• _CONSEGNA_: Ricopia la parte del brano che si apre con le parole "È forse più" e si chiude con "luce degli occhi?", sostituendo "debilitante" con "invalidante".

• _BRANO_:
○ ○ ○

È forse più semplice oggi convivere con una malattia debilitante? È forse facile essere accettati se una qualche sindrome genetica rende il nostro volto così lontano dai canoni della bellezza? È davvero così semplice abitare un mondo in cui tutto si basa sul vedere se siamo sprovvisti della luce degli occhi?
“Tutto ciò che abbiamo di buono e di perfetto viene dall’alto: è un dono di Dio, creatore delle luci celesti. E Dio non cambia e non produce tenebre.” (Gc 1,17) Così la malattia non è una prova a cui Dio ci chiama. Sostenere che Dio in qualche modo “affida” delle croci a delle persone, a dei bambini innocenti soprattutto è il peggior peccato di blasfemia che si possa commettere. Dio chiama alla vita, alla sua pienezza e abbondanza anche se “tutta la creazione geme e soffre fino ad oggi nelle doglie del parto; essa non è la sola, ma anche noi, che possediamo le primizie dello Spirito, gemiamo interiormente aspettando l’adozione a figli, la redenzione del nostro corpo.” (Rm 8, 22-23).

○ ○ ○

• _DATI FORNITI_:

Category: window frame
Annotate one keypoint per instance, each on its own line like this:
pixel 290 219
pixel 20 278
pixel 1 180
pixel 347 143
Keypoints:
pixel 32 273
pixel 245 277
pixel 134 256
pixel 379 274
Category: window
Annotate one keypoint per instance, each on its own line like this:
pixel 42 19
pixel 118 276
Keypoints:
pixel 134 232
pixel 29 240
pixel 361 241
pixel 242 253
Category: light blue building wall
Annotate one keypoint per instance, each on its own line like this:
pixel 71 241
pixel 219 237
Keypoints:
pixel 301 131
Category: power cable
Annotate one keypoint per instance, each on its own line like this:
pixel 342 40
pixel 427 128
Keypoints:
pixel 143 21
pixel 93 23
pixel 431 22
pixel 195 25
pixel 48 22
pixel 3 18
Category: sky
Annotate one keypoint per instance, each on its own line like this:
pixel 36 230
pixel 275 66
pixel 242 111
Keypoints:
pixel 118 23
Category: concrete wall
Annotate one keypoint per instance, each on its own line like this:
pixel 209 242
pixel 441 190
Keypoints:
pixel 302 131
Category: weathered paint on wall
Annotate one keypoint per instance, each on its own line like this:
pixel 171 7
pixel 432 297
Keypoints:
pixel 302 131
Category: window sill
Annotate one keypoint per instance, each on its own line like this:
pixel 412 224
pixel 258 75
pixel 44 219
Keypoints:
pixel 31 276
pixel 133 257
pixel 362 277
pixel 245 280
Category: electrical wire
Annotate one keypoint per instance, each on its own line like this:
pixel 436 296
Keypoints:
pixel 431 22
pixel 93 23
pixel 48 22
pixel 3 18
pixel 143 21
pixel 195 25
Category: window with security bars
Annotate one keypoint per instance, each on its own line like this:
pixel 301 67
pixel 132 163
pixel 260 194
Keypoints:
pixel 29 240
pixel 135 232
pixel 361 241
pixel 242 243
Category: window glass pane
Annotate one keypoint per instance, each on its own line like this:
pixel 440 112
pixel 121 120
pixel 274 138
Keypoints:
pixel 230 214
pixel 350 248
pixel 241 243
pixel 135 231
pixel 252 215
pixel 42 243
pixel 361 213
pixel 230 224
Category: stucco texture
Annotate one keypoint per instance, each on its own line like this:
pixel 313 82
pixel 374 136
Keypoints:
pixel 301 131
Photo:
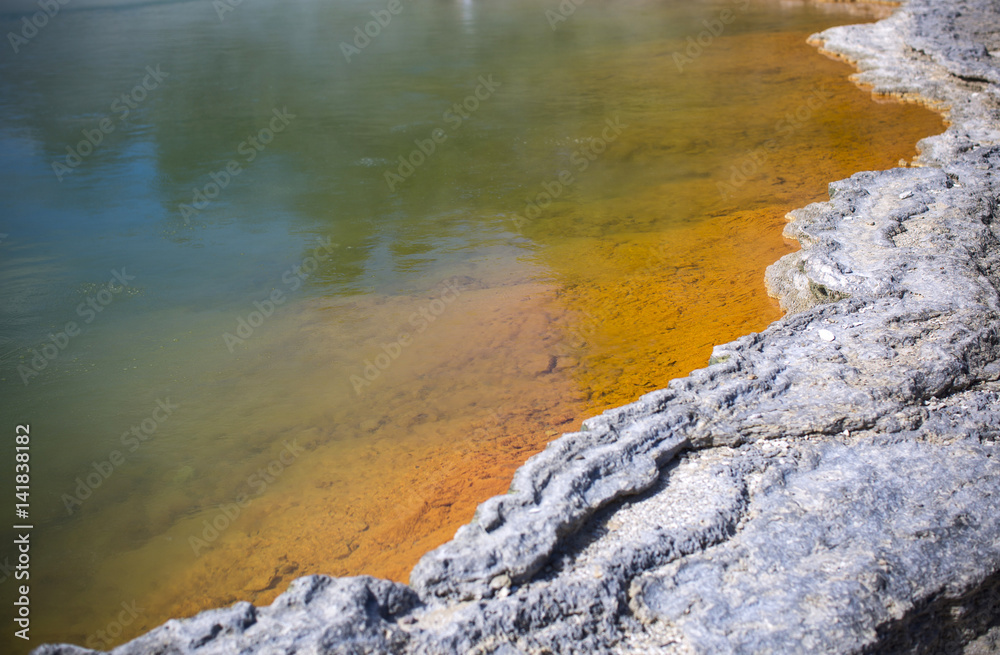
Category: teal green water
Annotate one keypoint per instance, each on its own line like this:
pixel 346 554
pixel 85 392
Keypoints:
pixel 209 239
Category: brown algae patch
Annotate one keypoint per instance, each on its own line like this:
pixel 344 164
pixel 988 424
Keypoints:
pixel 660 275
pixel 633 278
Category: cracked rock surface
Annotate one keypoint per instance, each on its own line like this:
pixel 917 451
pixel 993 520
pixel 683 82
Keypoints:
pixel 830 485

○ ○ ○

• _SVOLGIMENTO_:
È forse più semplice oggi convivere con una malattia invalidante? È forse facile essere accettati se una qualche sindrome genetica rende il nostro volto così lontano dai canoni della bellezza? È davvero così semplice abitare un mondo in cui tutto si basa sul vedere se siamo sprovvisti della luce degli occhi?